• TEKS YANG DIBERIKAN
________________
“Ya Tuhan kami, berilah kami kebaikan di dunia dan
kebaikan di akhirat, dan peliharalah kami dari siksa neraka,” (QS al-Baqarah: 201).
Siapa pun pasti ingin sukses. Tak ada yang mau gagal.
Kesuksesan berimpitan langsung dengan kebahagiaan. Sebaliknya, kegagalan sangat
akrab dengan kesedihan dan kekecewaan.
Dari sini lahirlah beragam konsep sukses. Ada yang
mencoba mendekatkannya dengan kekayaan, jabatan dan ketenaran. Orang dikatakan
sukses manakala hidupnya berlimpah harta, menjadi orang ternama dan menduduki
jabatan tinggi.
Inikah defenisi sukses? Ternyata tak selalu tepat.
Apalagi jika kesuksesan disandingkan dengan kebahagiaan. Ternyata tak selalu
orang kaya yang terkenal dan menduduki jabatan tinggi, hidupnya senang. Banyak
orang yang sering gelisah, sedih atau tak merasa bahagia justru karena harta,
popularitas dan kedudukan yang dimilikinya. Sebaliknya, tak sedikit juga orang
yang hidup sederhana, tapi bahagia.
________________
• SOAL YANG DIBERIKAN A
Tuliskan setiap baris catatan di bawah yang memuat kata "utility". Huruf besar dan kecil dibedakan.

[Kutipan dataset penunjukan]
________________
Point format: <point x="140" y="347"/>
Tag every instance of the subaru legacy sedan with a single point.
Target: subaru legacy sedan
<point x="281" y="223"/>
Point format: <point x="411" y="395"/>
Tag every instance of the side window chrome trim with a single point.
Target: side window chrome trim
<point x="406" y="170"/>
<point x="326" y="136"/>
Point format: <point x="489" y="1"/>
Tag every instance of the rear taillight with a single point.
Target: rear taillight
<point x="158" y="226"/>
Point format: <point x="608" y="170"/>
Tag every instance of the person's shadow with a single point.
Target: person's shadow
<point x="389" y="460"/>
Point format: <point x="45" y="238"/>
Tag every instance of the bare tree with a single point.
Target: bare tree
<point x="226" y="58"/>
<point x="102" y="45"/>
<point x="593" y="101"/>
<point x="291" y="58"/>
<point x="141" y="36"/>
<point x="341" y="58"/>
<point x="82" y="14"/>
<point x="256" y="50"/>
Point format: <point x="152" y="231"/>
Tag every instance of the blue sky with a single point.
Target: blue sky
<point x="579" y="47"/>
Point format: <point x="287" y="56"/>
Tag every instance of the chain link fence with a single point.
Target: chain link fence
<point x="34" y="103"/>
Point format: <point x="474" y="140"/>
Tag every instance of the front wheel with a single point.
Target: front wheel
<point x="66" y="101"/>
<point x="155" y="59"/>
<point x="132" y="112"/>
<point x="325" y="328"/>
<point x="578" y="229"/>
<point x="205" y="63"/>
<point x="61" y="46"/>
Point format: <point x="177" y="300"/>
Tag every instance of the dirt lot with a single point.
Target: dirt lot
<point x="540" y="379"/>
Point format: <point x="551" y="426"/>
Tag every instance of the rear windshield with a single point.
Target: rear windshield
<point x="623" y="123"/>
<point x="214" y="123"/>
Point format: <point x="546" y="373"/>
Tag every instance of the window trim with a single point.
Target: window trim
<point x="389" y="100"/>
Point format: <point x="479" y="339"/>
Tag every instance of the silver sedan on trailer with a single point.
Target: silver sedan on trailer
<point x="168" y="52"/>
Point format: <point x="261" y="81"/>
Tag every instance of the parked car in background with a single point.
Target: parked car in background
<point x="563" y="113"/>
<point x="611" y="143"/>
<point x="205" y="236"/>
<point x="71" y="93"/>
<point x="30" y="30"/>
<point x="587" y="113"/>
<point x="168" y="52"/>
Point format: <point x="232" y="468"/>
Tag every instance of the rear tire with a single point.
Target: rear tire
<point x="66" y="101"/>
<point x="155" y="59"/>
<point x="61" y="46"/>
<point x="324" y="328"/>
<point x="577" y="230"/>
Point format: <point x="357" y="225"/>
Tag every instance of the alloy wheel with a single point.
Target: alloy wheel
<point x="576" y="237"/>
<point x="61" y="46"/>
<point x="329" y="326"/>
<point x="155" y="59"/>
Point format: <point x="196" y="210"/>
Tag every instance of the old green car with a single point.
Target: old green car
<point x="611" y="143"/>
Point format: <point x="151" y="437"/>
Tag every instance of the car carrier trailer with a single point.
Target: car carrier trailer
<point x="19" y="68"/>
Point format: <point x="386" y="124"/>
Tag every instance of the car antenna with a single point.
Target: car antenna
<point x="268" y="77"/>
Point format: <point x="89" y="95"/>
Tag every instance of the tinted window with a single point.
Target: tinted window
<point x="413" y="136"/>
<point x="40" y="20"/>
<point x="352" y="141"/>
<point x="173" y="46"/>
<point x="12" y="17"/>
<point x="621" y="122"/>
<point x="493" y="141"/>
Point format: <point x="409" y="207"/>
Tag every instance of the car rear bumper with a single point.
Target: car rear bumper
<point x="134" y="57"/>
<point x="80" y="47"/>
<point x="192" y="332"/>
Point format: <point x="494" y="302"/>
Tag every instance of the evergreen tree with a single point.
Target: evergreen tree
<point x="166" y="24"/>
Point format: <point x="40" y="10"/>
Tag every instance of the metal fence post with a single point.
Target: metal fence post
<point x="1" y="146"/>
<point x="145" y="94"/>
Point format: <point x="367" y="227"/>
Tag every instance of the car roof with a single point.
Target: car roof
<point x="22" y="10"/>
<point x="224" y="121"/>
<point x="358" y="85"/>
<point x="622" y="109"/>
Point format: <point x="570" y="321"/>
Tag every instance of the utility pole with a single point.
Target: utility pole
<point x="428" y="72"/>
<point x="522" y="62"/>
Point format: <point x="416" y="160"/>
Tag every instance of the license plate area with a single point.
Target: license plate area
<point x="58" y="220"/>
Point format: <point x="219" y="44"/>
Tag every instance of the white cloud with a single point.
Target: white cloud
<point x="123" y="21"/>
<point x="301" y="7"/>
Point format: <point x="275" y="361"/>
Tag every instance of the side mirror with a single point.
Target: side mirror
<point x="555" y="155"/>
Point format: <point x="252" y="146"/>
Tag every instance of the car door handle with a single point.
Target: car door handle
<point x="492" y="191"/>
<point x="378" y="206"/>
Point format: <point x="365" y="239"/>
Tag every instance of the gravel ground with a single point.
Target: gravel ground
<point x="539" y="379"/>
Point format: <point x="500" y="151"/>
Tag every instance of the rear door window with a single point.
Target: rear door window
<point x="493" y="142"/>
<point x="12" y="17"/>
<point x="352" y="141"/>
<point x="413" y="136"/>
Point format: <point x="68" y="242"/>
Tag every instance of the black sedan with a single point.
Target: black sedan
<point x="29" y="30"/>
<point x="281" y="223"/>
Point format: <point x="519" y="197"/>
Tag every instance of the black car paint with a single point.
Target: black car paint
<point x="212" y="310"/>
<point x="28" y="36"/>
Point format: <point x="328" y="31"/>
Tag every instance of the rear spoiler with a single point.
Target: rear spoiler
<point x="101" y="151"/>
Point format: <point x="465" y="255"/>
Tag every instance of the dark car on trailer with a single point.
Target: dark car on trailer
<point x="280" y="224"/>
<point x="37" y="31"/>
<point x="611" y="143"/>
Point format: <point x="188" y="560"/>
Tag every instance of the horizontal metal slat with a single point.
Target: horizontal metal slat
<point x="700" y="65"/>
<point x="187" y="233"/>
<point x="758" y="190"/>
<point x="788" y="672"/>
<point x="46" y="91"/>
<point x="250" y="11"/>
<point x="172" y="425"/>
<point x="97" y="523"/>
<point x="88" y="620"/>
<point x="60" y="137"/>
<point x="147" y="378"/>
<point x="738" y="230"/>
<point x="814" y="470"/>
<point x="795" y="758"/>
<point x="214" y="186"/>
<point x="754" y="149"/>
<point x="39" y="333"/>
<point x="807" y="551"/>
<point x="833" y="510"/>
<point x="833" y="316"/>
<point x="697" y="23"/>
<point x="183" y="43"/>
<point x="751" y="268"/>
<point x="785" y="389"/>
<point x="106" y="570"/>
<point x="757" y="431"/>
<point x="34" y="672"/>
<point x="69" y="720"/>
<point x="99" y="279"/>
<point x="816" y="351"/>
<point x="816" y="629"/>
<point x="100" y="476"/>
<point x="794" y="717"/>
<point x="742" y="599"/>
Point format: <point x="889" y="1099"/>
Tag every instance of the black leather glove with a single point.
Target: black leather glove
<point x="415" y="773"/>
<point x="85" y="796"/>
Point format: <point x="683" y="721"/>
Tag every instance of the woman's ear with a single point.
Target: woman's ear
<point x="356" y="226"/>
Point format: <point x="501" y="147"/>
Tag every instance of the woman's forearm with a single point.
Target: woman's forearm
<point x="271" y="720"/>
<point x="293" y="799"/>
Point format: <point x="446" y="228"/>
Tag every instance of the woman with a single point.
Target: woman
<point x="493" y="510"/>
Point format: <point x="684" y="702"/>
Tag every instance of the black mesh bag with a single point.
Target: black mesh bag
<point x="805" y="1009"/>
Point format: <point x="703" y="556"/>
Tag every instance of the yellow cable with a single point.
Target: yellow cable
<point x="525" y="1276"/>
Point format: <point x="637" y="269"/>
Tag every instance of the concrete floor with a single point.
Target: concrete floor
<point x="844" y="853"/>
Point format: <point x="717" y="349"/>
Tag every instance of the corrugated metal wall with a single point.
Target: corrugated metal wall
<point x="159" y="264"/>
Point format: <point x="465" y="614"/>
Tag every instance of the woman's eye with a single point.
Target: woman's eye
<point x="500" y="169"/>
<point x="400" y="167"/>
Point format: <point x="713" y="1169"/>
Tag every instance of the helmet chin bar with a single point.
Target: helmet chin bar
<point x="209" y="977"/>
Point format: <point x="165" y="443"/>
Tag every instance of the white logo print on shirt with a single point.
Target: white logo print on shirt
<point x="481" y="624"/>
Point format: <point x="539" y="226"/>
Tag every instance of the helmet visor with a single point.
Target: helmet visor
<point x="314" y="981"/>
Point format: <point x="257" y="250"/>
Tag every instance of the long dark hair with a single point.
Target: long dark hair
________________
• SOAL YANG DIBERIKAN B
Menurut teks tentang makna sukses di atas, dengan apa saja sebagian orang mencoba mendekatkan sukses?

• JAWABAN A
Tag every instance of the utility pole with a single point.
Target: utility pole

• JAWABAN B
Dengan kekayaan, jabatan, dan ketenaran.